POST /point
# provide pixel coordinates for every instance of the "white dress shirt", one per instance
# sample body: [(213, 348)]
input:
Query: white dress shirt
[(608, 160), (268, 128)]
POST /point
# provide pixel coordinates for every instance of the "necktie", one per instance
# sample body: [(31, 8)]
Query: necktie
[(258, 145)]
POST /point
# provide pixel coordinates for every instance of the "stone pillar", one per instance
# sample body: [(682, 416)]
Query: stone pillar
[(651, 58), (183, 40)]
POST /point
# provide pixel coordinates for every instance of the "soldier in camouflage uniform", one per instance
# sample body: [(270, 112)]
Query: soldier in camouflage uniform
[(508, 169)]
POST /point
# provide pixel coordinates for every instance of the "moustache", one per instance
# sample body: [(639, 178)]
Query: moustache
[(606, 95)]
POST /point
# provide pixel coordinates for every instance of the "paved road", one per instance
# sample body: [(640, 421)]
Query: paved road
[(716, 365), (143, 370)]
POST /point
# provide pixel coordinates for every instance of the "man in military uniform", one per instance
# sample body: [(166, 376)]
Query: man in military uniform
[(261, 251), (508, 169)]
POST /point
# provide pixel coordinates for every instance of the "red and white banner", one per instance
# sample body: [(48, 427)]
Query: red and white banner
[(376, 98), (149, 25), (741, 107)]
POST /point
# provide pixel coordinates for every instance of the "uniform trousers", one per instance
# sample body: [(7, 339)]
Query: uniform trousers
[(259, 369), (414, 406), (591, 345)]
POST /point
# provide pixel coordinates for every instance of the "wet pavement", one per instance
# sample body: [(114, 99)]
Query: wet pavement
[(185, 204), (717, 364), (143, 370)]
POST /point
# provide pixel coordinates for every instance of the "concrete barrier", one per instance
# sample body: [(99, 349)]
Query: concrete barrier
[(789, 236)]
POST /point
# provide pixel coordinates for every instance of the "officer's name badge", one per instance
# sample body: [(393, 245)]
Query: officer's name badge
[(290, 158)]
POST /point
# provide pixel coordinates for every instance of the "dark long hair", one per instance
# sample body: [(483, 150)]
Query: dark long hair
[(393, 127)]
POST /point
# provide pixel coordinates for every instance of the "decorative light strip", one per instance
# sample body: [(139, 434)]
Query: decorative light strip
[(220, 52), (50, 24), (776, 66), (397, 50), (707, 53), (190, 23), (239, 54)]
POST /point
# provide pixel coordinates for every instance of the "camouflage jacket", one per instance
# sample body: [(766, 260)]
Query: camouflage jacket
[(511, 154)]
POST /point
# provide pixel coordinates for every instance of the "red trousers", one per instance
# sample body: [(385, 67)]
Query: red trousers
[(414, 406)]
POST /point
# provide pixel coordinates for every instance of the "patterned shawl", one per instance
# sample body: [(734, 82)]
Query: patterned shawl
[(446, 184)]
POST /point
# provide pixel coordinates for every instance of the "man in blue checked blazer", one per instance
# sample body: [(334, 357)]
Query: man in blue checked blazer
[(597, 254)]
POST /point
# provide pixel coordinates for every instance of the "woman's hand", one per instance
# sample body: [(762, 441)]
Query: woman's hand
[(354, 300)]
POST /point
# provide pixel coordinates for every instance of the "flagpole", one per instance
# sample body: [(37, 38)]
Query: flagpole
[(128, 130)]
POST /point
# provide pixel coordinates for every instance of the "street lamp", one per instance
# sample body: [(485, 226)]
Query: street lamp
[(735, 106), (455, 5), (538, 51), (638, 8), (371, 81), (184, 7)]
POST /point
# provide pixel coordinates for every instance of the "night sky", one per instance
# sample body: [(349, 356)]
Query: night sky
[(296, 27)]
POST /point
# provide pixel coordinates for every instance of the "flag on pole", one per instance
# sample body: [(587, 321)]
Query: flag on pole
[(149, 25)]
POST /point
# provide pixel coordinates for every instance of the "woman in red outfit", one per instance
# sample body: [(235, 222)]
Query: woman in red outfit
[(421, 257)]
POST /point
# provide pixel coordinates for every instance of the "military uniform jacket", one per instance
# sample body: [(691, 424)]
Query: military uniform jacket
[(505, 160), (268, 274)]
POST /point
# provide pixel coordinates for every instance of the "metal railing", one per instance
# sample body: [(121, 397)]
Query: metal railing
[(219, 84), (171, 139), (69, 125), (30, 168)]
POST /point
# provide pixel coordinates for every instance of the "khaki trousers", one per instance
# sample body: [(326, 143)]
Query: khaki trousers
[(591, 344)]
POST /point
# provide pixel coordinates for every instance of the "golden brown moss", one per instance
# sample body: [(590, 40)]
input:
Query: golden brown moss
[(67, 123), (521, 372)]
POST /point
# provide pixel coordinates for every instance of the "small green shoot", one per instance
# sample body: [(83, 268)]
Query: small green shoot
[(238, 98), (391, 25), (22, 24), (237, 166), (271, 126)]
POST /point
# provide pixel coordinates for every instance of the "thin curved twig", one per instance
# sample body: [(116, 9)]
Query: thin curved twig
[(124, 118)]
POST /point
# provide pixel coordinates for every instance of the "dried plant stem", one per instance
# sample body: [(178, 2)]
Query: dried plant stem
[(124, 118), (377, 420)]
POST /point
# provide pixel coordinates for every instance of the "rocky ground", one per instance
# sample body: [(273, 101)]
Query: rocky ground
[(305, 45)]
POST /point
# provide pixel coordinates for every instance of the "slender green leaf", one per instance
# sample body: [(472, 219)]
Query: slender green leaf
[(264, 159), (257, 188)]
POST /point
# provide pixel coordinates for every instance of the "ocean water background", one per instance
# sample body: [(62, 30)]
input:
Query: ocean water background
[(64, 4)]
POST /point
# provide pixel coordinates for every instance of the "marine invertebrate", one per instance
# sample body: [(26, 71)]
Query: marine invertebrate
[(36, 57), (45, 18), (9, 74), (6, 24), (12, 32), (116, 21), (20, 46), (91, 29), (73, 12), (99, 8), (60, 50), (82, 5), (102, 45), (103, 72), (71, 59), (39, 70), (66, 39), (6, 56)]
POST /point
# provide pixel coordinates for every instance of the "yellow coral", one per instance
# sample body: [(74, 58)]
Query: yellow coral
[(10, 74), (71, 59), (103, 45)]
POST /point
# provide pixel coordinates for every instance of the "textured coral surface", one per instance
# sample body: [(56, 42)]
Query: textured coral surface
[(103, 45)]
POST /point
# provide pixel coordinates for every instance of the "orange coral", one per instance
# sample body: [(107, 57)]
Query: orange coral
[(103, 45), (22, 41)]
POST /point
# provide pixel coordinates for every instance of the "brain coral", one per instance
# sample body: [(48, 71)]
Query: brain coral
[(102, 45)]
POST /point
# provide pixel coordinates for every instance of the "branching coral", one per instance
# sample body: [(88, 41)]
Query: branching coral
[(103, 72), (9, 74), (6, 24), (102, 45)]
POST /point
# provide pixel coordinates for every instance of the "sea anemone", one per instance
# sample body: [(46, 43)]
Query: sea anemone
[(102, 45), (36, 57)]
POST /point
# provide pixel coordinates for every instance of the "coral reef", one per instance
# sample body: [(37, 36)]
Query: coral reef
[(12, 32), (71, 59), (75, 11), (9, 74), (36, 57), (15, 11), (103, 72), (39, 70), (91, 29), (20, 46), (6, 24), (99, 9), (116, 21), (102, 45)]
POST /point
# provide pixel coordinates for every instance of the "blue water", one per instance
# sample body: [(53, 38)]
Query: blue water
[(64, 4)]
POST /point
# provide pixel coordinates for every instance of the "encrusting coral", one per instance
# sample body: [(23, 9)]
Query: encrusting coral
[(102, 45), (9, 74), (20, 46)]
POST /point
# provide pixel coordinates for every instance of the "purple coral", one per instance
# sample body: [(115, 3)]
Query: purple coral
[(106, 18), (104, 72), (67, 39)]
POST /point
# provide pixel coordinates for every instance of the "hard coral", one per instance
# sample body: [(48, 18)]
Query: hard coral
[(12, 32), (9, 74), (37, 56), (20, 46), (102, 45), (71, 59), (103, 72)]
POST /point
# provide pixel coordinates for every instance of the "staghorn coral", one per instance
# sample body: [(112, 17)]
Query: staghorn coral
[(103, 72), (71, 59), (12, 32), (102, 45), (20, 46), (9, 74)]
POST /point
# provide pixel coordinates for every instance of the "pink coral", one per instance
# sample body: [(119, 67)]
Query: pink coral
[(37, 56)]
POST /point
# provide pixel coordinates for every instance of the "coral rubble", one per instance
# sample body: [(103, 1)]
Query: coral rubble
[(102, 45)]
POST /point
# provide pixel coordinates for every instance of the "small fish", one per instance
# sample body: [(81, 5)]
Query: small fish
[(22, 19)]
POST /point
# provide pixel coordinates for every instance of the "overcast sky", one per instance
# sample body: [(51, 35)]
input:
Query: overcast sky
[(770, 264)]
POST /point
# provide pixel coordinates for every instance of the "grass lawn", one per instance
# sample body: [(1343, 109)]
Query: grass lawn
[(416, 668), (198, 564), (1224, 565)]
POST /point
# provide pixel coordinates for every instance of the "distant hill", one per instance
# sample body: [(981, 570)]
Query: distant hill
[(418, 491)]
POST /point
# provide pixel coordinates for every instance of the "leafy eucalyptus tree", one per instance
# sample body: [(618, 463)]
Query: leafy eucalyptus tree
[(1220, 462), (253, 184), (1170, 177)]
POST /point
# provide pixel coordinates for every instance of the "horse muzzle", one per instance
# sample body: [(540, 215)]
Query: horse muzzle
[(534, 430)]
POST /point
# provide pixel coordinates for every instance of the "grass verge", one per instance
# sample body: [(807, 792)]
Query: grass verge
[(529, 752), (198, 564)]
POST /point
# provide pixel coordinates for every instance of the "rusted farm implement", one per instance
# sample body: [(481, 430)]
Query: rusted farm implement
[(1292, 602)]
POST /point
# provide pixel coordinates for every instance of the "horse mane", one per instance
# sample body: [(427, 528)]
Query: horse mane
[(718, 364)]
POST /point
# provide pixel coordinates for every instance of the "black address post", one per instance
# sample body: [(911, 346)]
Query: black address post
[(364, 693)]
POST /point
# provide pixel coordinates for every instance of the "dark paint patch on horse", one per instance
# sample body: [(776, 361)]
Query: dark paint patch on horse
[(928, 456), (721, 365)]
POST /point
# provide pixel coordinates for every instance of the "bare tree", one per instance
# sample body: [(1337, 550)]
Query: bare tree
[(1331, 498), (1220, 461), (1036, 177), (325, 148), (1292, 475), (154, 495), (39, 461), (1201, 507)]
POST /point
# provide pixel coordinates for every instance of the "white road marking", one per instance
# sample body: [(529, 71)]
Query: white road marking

━━━━━━━━

Given problem:
Rewrite the lines starting at the first one and ending at the line that contains "[(508, 169)]", replacing "necktie" with "bow tie" and leaving everything else the same.

Answer to this task:
POST /point
# provide pixel coordinates for every instance of the "white dress shirt", one per instance
# sample body: [(213, 348)]
input:
Query: white dress shirt
[(608, 160), (268, 128)]
POST /point
# provide pixel coordinates for every instance of the "bow tie", one per instance
# sample body: [(31, 8)]
Query: bow tie
[(258, 145)]
POST /point
# provide pixel coordinates for every instance of the "stone pillar", one per instance
# sample body: [(682, 416)]
Query: stone pillar
[(651, 58), (183, 40)]
POST /point
# provide pixel coordinates for every instance of the "soldier in camouflage uniform", one per instance
# sample body: [(270, 112)]
Query: soldier in camouflage uniform
[(508, 169)]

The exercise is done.